Are children born nice?

It is one of the most debated concepts in psychology, whether altruism is a result of nature or nurture.

Now, a pair of Stanford psychologists has conducted a new series of experiments that show altruism has environmental triggers, and is not something we are simply born with.

Even more remarkably, it actually manage to get the science right as well. The paper is here.

A very simple reciprocal activity elicited high degrees of altruism in 1- and 2-year-old children, whereas friendly but non-reciprocal activity yielded little subsequent altruism. In a second study, reciprocity with one adult led 1- and 2-year-olds to provide help to a new person.

These results question the current dominant claim that social experiences cannot account for early occurring altruistic behaviour.

A third study, with pre-school-age children, showed that subtle reciprocal cues remain potent elicitors of altruism, whereas a fourth study with pre-schoolers showed that even a brief reciprocal experience fostered children’s expectation of altruism from others.

Collectively, the studies suggest that simple reciprocal interactions are a potent trigger of altruism for young children, and that these interactions lead children to believe that their relationships are characterized by mutual care and commitment.

The interest for us is that this is another little brick in the wall of economics. No, it's not going to aid us in determining that boring stuff like interest rates or the price of the pound, but it is going to help us in our pondering of, well, how the hell does this growth and civilisation stuff happen then?

┄┄┄┄┄┄┄┄┄┄┄┄┄┄┄┄┄┄┄┄

### TASK REQUIREMENTS
a) Write out the part of the altruism text that opens with the words "A third study, with" and closes with "stuff happen then?", replacing "potent" with "powerful".
b) According to the altruism text, what kind of activity yielded little subsequent altruism in 1- and 2-year-old children?

┄┄┄┄┄┄┄┄┄┄┄┄┄┄┄┄┄┄┄┄

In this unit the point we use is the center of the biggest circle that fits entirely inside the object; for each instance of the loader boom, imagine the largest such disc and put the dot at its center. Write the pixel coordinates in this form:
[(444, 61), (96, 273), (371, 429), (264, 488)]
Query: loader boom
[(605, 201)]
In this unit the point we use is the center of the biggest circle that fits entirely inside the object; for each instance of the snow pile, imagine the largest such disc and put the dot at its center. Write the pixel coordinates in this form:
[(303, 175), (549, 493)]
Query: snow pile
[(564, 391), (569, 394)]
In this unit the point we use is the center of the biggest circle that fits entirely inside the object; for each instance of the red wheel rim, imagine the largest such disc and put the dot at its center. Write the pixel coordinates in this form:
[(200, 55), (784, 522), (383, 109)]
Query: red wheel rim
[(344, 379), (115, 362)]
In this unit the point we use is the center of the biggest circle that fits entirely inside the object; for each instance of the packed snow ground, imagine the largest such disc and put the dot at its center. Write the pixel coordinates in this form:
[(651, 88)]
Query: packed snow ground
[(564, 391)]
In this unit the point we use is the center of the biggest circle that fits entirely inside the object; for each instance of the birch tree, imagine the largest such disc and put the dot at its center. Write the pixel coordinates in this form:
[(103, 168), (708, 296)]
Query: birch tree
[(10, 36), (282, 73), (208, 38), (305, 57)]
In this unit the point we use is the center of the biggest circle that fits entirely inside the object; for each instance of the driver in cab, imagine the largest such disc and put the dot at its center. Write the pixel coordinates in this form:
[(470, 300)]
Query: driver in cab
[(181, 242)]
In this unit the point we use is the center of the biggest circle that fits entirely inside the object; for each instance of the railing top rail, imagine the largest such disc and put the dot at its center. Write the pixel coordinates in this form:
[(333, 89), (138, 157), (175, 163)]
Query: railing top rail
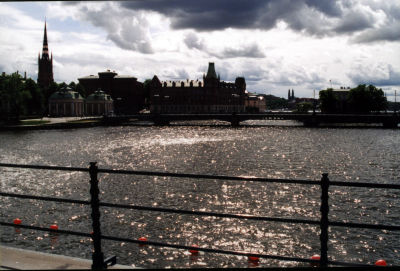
[(205, 176), (44, 167)]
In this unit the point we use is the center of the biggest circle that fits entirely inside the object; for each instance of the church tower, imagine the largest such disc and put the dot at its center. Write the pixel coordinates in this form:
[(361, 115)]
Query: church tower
[(211, 79), (45, 73)]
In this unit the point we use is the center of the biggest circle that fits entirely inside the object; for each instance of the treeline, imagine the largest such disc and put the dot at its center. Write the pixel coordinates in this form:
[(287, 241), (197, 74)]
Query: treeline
[(360, 100), (21, 98)]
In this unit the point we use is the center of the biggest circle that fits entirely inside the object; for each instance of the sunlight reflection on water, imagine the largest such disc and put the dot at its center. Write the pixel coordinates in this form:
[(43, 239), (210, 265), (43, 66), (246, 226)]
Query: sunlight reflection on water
[(369, 155)]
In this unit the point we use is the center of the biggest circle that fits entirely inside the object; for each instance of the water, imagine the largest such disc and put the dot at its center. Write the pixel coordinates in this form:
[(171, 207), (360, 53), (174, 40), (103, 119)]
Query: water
[(368, 155)]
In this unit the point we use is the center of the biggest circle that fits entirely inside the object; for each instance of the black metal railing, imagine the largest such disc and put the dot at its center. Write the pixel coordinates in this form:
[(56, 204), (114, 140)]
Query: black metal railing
[(100, 263)]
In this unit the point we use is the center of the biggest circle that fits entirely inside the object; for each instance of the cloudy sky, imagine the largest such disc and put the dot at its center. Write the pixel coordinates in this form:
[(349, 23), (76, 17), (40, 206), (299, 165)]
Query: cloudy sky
[(275, 44)]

┄┄┄┄┄┄┄┄┄┄┄┄┄┄┄┄┄┄┄┄

### RESPONSES BY TASK
a)
A third study, with pre-school-age children, showed that subtle reciprocal cues remain powerful elicitors of altruism, whereas a fourth study with pre-schoolers showed that even a brief reciprocal experience fostered children’s expectation of altruism from others.

Collectively, the studies suggest that simple reciprocal interactions are a powerful trigger of altruism for young children, and that these interactions lead children to believe that their relationships are characterized by mutual care and commitment.

The interest for us is that this is another little brick in the wall of economics. No, it's not going to aid us in determining that boring stuff like interest rates or the price of the pound, but it is going to help us in our pondering of, well, how the hell does this growth and civilisation stuff happen then?

b) Friendly but non-reciprocal activity.